- [Reading passage]:
══════════
Pregnant Employee Awarded Over £93,000.00 in Compensation

Pregnant Employee Awarded Over £93,000 After Boss Dismisses Her for Morning Sickness

09/04/2025

An employee has been awarded over £93,000.00 in compensation after her boss dismissed her for having morning sickness by sending her a jazz hands emoji. In this article, we take a look at the recent decision handed down by the Employment Tribunal in Paula Miluska -v- Roman Property Group Limited and the pitfalls for employers of breaching legislation designed to protect pregnant employees.

A copy of the Judgment can be found here.

The Facts

Pregnancy and “horrendous” morning sickness

Miss Miluska was employed by the Respondent as a property investment consultant. In October 2022, Miss Miluska discovered she was pregnant and began to suffer with morning sickness. On 21 November, Miss Miluska needed to leave work early because of her increasing nausea she had with her pregnancy. The expectant mother informed her line manager, Mr Ammar Kabir by a text message what had happened stating that she had to “go home earlier” as she felt “really faint, shaking and had cold sweats”. She explained that this was due to her pregnancy and morning sickness. The conversation by text message continued and eventually Mr Kabir agreed that Ms Miluska could work from home.
══════════
- [Task brief]:
In the article on the tribunal award, copy the text from "An employee has" up to and including "protect pregnant employees.", word for word.
══════════
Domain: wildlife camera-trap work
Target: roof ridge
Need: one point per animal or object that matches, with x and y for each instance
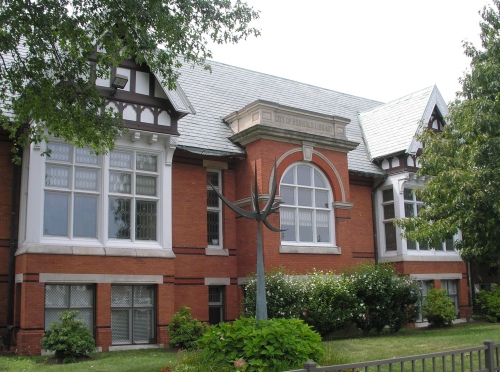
(293, 81)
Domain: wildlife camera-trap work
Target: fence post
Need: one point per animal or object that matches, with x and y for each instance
(310, 366)
(489, 356)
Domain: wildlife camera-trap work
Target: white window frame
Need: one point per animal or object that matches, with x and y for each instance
(314, 208)
(32, 238)
(217, 209)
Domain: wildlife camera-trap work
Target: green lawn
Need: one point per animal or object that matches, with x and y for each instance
(356, 349)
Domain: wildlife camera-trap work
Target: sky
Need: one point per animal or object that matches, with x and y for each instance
(381, 50)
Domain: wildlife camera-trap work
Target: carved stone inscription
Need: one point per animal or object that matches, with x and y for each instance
(303, 124)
══════════
- [Solution]:
An employee has been awarded over £93,000.00 in compensation after her boss dismissed her for having morning sickness by sending her a jazz hands emoji. In this article, we take a look at the recent decision handed down by the Employment Tribunal in Paula Miluska -v- Roman Property Group Limited and the pitfalls for employers of breaching legislation designed to protect pregnant employees.